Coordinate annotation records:
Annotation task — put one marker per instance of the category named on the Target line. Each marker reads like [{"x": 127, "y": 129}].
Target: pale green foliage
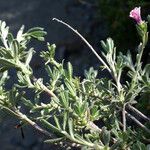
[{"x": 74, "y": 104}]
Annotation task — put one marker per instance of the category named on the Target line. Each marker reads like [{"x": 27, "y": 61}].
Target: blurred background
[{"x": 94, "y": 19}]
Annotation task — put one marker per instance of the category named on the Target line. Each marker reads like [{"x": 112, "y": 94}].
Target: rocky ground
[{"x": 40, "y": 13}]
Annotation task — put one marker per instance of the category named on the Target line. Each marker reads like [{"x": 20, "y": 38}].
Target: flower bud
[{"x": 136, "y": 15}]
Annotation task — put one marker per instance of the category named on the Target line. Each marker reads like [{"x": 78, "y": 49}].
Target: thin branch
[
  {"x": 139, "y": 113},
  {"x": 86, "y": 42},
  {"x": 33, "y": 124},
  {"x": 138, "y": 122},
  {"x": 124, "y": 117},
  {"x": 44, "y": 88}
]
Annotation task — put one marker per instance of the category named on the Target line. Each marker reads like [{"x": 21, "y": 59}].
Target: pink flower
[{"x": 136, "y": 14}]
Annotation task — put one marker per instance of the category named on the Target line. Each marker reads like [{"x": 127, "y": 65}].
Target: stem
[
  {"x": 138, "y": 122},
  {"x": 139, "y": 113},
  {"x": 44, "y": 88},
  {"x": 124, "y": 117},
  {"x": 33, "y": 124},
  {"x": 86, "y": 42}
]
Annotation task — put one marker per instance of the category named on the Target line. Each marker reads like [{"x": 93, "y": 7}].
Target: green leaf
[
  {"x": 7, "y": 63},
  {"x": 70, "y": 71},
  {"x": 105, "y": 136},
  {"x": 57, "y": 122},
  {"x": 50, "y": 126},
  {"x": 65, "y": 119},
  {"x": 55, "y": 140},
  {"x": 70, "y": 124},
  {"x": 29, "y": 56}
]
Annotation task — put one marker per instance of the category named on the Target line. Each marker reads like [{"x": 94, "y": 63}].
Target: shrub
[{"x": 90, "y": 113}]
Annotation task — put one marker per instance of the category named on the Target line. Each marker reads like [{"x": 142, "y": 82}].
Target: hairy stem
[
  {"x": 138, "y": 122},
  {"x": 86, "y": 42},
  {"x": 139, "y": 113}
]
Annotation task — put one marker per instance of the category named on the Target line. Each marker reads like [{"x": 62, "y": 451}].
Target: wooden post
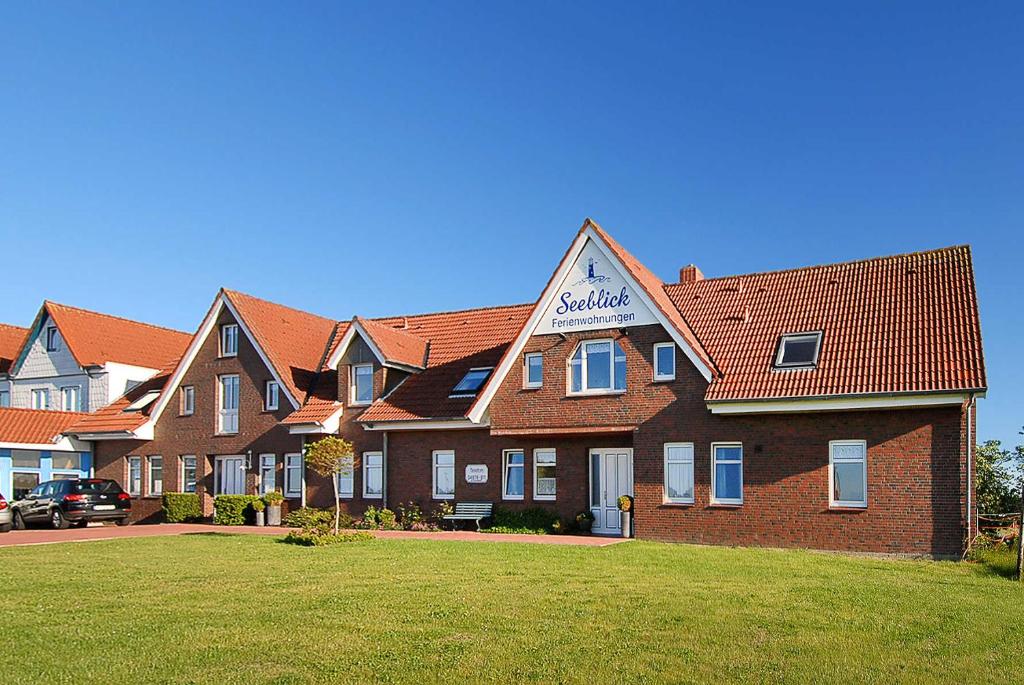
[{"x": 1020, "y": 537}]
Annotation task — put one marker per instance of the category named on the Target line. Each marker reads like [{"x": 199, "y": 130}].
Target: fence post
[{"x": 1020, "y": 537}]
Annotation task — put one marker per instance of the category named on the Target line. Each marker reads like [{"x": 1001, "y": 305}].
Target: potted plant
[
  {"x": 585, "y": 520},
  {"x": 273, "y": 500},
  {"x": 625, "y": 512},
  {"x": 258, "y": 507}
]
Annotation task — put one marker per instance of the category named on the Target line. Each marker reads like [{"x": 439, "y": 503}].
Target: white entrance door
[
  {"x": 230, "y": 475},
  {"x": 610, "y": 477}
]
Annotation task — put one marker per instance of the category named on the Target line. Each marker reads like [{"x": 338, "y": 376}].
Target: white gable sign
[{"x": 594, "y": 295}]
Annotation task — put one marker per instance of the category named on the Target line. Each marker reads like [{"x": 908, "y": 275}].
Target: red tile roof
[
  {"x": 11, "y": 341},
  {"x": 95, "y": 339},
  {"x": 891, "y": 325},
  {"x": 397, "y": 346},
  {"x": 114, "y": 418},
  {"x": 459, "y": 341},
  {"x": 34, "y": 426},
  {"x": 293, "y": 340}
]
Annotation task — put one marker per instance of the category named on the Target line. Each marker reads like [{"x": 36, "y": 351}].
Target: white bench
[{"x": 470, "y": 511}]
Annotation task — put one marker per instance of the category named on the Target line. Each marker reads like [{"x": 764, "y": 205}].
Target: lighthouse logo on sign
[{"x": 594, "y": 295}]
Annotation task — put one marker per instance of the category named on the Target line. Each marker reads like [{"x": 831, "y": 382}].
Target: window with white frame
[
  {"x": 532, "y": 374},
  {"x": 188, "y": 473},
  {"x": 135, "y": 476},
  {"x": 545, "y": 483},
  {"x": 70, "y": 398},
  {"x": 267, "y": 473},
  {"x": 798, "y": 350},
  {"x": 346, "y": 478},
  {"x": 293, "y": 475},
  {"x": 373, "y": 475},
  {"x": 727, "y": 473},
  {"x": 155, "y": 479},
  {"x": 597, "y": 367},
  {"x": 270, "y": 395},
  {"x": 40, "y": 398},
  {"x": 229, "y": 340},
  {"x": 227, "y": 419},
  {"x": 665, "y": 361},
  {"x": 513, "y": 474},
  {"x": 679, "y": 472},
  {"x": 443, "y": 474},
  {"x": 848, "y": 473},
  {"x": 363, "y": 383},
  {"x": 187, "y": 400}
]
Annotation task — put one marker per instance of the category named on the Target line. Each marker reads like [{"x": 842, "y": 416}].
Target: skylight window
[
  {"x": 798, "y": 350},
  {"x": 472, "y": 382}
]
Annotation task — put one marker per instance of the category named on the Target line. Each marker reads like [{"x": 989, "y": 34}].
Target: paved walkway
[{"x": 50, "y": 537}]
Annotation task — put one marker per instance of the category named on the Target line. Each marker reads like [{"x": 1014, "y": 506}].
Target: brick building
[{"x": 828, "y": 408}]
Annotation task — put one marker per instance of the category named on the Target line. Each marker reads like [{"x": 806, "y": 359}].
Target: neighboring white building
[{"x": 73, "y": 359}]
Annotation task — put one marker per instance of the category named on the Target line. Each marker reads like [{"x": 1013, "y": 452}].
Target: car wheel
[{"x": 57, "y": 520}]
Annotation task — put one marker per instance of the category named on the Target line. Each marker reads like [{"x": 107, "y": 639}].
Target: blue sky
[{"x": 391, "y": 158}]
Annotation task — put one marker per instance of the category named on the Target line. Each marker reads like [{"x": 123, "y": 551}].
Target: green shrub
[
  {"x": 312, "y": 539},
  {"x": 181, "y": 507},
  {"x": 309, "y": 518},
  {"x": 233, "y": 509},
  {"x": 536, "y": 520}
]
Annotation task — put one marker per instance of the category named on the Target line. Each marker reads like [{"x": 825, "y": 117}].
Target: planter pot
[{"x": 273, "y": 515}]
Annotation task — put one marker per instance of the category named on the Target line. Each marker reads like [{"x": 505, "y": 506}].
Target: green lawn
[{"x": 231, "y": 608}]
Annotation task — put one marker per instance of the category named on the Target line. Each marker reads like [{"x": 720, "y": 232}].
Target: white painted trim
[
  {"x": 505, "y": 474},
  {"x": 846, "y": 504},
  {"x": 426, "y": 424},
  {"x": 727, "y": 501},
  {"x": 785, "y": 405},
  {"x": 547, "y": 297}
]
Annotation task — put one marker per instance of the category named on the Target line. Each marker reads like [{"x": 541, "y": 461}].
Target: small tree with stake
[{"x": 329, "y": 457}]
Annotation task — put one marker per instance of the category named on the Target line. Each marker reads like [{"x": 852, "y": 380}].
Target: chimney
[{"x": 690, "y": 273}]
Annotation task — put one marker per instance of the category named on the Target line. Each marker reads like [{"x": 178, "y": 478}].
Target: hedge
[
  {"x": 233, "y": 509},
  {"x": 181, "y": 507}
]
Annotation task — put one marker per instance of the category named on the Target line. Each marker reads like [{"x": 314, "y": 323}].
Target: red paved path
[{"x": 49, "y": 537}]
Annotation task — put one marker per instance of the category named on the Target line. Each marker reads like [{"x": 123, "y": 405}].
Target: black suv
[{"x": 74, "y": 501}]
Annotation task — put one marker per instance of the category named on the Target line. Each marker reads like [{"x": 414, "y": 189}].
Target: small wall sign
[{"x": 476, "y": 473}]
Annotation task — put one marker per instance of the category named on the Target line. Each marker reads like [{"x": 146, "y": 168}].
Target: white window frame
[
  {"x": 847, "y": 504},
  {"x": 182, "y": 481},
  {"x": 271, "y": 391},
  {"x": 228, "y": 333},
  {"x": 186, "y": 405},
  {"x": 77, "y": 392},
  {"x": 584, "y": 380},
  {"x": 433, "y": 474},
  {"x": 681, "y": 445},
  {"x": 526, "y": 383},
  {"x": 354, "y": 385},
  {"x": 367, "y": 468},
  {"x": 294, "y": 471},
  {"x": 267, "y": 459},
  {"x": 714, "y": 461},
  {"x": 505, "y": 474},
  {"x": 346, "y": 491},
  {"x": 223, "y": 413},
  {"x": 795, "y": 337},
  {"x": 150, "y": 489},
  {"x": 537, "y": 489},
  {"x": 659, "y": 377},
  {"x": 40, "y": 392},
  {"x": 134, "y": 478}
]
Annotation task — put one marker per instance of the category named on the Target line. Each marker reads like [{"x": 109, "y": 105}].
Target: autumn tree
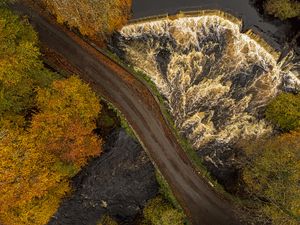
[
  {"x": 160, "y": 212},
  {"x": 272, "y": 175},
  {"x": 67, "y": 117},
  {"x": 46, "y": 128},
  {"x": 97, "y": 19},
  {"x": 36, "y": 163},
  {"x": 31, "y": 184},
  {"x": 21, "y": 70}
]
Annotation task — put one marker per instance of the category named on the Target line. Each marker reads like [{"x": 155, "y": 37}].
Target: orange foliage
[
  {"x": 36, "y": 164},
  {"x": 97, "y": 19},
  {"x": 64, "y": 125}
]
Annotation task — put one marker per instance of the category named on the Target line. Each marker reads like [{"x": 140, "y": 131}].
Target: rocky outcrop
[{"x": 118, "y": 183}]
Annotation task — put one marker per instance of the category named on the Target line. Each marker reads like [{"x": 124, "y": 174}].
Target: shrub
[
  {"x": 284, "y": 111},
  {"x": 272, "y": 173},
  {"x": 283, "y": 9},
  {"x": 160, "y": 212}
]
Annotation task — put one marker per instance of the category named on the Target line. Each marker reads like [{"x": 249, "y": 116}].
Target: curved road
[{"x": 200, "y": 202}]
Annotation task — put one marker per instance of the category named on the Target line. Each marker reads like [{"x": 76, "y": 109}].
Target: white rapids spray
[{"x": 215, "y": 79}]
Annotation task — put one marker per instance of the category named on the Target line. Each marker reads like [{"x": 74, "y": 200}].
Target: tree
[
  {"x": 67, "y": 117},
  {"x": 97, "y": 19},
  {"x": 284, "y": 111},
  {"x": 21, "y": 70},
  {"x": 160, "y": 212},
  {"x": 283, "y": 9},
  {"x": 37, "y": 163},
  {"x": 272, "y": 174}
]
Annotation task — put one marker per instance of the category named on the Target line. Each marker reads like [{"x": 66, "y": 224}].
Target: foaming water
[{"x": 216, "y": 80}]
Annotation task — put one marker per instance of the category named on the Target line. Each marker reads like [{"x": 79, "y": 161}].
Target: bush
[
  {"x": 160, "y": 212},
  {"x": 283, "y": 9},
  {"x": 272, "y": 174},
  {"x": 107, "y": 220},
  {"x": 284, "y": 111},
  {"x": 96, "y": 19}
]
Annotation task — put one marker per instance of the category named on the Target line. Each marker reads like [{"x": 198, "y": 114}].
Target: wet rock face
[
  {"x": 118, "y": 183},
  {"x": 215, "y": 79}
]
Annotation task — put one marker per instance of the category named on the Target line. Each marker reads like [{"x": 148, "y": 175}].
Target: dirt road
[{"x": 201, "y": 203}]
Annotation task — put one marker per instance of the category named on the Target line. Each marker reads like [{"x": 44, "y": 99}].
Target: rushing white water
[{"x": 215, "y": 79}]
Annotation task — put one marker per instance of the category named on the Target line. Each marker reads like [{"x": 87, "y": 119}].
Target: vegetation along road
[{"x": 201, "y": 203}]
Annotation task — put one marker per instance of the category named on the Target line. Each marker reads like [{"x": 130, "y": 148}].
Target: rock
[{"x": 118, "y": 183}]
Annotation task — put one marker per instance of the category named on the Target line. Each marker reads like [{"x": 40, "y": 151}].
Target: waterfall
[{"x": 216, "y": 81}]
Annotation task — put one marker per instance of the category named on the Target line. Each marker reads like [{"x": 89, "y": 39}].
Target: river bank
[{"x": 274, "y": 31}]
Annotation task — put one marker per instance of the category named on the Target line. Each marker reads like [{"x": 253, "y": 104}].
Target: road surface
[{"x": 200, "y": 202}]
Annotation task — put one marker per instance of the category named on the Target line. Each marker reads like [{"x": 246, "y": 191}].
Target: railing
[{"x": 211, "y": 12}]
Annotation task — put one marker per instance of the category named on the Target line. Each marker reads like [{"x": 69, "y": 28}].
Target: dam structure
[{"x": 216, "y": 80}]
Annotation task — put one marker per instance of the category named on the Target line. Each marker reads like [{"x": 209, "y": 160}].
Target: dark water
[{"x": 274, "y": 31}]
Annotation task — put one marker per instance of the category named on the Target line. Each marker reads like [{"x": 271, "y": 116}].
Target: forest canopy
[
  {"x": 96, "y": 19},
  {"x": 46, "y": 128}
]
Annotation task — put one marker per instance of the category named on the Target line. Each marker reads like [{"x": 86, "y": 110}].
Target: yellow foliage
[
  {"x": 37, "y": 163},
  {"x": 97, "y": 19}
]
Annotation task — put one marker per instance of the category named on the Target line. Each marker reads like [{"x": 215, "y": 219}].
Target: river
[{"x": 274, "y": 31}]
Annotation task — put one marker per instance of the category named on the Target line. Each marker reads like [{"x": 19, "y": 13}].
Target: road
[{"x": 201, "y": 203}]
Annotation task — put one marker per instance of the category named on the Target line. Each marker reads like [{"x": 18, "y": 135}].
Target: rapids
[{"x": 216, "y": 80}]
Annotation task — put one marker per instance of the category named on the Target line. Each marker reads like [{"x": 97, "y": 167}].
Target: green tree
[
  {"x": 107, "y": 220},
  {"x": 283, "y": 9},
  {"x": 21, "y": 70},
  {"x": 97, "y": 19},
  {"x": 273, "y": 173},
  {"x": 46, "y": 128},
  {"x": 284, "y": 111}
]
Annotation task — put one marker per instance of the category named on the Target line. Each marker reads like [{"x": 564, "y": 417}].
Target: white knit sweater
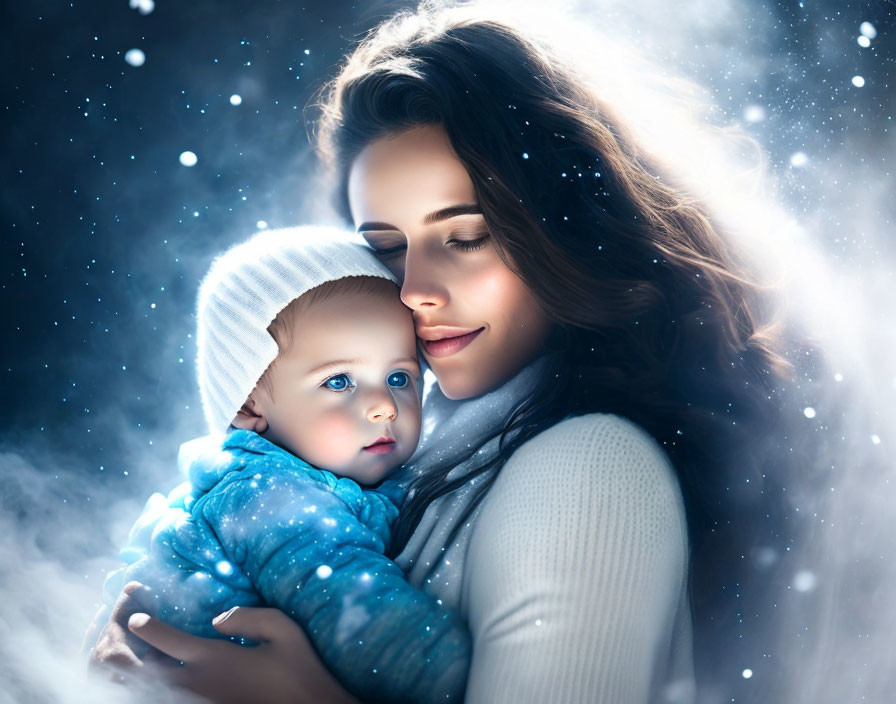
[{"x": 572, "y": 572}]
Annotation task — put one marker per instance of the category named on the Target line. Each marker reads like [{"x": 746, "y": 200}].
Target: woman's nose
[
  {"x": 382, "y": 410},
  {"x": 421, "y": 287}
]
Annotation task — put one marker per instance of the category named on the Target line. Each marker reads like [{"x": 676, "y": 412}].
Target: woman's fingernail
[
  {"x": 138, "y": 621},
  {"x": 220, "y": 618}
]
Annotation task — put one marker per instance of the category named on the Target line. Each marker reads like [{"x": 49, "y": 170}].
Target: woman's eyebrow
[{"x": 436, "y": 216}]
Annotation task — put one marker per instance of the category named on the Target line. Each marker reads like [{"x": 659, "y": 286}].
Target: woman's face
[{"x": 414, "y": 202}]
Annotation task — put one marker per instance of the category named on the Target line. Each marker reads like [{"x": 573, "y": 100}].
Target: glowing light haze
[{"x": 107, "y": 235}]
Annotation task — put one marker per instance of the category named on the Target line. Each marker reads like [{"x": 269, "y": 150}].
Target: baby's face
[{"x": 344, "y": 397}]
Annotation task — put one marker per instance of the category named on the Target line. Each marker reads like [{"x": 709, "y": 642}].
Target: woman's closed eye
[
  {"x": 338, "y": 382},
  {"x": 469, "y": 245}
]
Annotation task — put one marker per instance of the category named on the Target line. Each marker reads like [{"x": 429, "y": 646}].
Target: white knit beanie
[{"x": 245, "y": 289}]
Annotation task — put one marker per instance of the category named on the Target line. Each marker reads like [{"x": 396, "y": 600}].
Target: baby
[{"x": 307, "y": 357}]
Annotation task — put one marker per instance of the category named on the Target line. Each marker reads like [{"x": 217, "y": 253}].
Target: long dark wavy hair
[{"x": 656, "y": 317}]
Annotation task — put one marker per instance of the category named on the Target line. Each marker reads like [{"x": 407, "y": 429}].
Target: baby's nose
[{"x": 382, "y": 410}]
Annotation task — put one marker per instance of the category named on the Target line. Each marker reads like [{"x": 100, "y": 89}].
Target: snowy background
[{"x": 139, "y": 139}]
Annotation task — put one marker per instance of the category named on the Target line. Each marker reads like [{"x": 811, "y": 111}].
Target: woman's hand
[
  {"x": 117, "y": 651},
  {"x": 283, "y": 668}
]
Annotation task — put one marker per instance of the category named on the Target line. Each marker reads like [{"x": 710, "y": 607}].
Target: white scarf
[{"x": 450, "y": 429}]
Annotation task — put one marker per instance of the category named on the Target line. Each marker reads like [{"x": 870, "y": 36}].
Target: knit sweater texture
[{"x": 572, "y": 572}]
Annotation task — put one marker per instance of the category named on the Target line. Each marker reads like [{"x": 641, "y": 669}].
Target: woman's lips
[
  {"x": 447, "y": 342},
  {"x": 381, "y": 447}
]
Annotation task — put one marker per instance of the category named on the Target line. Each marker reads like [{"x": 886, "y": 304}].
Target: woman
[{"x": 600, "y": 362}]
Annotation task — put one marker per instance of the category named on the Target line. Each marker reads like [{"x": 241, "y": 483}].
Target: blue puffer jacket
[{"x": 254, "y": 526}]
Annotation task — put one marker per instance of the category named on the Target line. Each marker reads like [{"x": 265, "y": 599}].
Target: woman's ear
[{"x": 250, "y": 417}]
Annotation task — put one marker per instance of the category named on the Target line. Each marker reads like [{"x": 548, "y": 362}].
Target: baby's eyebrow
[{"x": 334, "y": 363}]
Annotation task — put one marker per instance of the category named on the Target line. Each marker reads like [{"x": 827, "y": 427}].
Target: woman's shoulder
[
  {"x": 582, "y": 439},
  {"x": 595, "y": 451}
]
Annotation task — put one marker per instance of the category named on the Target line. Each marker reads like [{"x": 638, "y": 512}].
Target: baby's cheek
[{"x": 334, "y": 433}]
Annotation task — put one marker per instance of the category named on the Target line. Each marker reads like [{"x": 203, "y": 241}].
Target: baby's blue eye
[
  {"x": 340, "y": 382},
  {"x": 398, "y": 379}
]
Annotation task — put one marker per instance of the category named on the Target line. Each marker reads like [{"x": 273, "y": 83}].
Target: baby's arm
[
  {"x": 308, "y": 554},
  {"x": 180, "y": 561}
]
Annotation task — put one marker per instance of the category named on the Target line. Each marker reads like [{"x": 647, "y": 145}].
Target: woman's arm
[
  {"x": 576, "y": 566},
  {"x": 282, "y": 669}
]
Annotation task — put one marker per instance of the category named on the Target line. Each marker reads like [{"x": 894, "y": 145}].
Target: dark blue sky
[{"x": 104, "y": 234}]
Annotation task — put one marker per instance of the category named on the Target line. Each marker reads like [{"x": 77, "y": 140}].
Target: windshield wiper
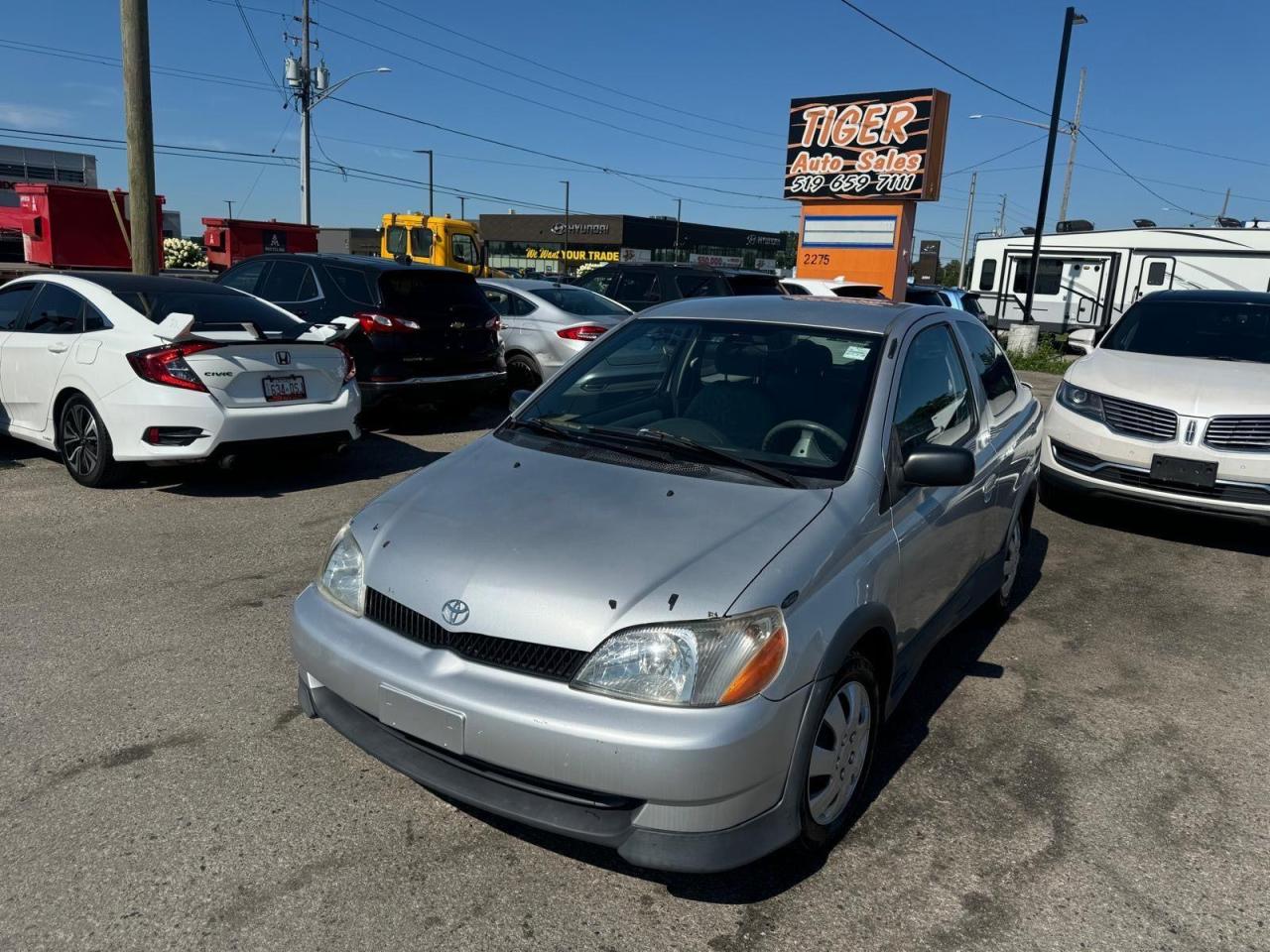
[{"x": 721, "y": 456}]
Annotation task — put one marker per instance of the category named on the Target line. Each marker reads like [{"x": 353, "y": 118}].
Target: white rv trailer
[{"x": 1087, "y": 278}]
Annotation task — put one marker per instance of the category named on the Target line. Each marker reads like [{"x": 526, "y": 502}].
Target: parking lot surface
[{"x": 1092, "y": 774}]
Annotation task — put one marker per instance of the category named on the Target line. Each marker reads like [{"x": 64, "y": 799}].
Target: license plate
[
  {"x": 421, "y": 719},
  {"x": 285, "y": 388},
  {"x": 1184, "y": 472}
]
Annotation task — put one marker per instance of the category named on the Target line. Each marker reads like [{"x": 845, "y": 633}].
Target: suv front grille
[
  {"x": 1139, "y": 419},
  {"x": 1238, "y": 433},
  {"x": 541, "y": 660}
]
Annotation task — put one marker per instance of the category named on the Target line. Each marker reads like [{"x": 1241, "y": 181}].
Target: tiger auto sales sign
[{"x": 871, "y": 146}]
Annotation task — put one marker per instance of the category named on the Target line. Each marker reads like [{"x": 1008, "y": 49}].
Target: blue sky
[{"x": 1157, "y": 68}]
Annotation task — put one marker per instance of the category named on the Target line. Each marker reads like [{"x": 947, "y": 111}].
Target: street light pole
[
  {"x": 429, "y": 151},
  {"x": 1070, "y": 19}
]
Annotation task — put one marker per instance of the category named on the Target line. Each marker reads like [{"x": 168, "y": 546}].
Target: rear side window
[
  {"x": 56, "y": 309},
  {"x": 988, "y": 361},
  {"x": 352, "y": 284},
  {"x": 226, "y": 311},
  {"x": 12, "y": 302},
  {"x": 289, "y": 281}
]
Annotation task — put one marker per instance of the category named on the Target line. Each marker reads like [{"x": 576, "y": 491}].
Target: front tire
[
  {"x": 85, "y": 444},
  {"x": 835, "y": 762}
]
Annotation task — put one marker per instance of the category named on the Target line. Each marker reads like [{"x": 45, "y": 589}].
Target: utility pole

▶ [Work to be completed]
Count the lines in the records above that contain the string "blue", with case counting, and give only the number.

▶ [Full response]
5